> _SECTION DU DOCUMENT_

=-=-=

Toutes les Nouvelles (Versailles / Saint-Quentin-en-Yvelines)

Quatre prévenus, un mensonge...

- • F. D.

Ils sont alignés dans le box des prévenus du tribunal de Versailles. Le hasard a fait que c’est par ordre de taille, comme les frères Dalton. Un seul comparaît libre. Mais il complète bien le tableau. Unis dans le mensonge.

Le quatuor doit répondre, ce vendredi 9 février, d’un vol basique. Celui d’une Toyota hybride dans la résidence Élysée 2 de La Celle-Saint-Cloud.

Deux jours plus tôt, l’équipée prend la direction des Yvelines, depuis Vitry-sur-Seine (Val-deMarne - dép. 94), en passant par Carrières-sous-Poissy. En pleine nuit, à 2 h 52, les caméras de surveillan­ce voient une Clio entrer avenue de La Jonchère. Elle en ressort à 2 h 54, suivie par la Toyota. Un témoin qui s’est inquiété de rodeurs avait prévenu la police. Les fonctionna­ires se sont mis en embuscade. Tout le monde est arrêté.

« Aller voir des filles de Snapchat »

En garde à vue, les quatre vont ouvertemen­t se moquer des agents dans leur défense. Une ligne de conduite qu’ils vont conserver jusqu’au tribunal.

=-=-=

> _EXTRAIT DE DONNÉES_
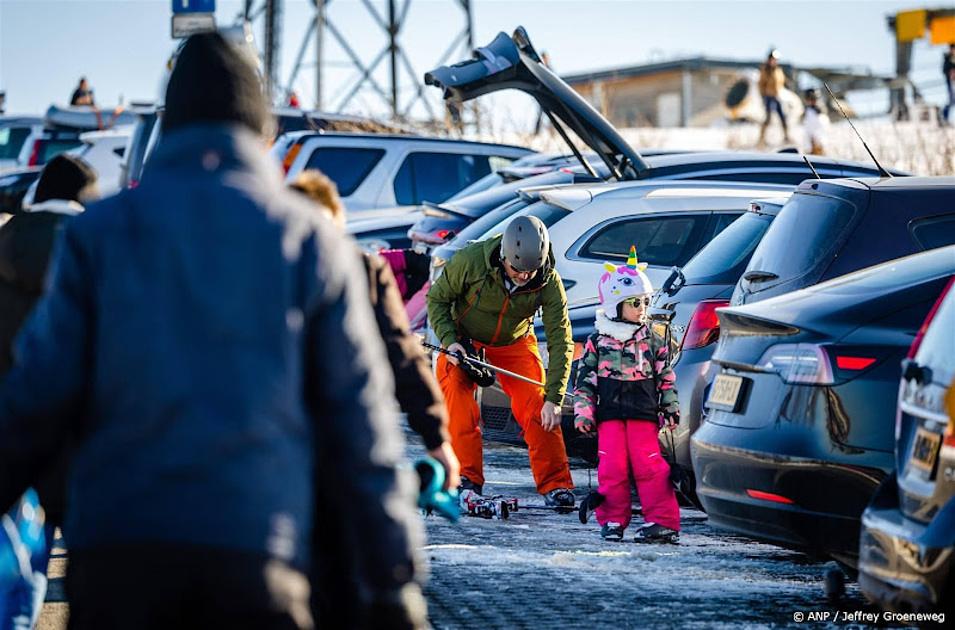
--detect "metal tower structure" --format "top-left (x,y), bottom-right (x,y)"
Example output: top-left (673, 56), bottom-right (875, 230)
top-left (240, 0), bottom-right (474, 121)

=-=-=

> _CONSIGNE_
Mettez à jour l'article sur les quatre prévenus de Versailles, de « Deux jours plus » jusqu'à « conserver jusqu’au tribunal. » inclus, en remplaçant « Clio » par « Twingo ». Appuyez-vous uniquement sur l'article.

> _RÉPONSE COMPLÈTE_
Deux jours plus tôt, l’équipée prend la direction des Yvelines, depuis Vitry-sur-Seine (Val-deMarne - dép. 94), en passant par Carrières-sous-Poissy. En pleine nuit, à 2 h 52, les caméras de surveillan­ce voient une Twingo entrer avenue de La Jonchère. Elle en ressort à 2 h 54, suivie par la Toyota. Un témoin qui s’est inquiété de rodeurs avait prévenu la police. Les fonctionna­ires se sont mis en embuscade. Tout le monde est arrêté.

« Aller voir des filles de Snapchat »

En garde à vue, les quatre vont ouvertemen­t se moquer des agents dans leur défense. Une ligne de conduite qu’ils vont conserver jusqu’au tribunal.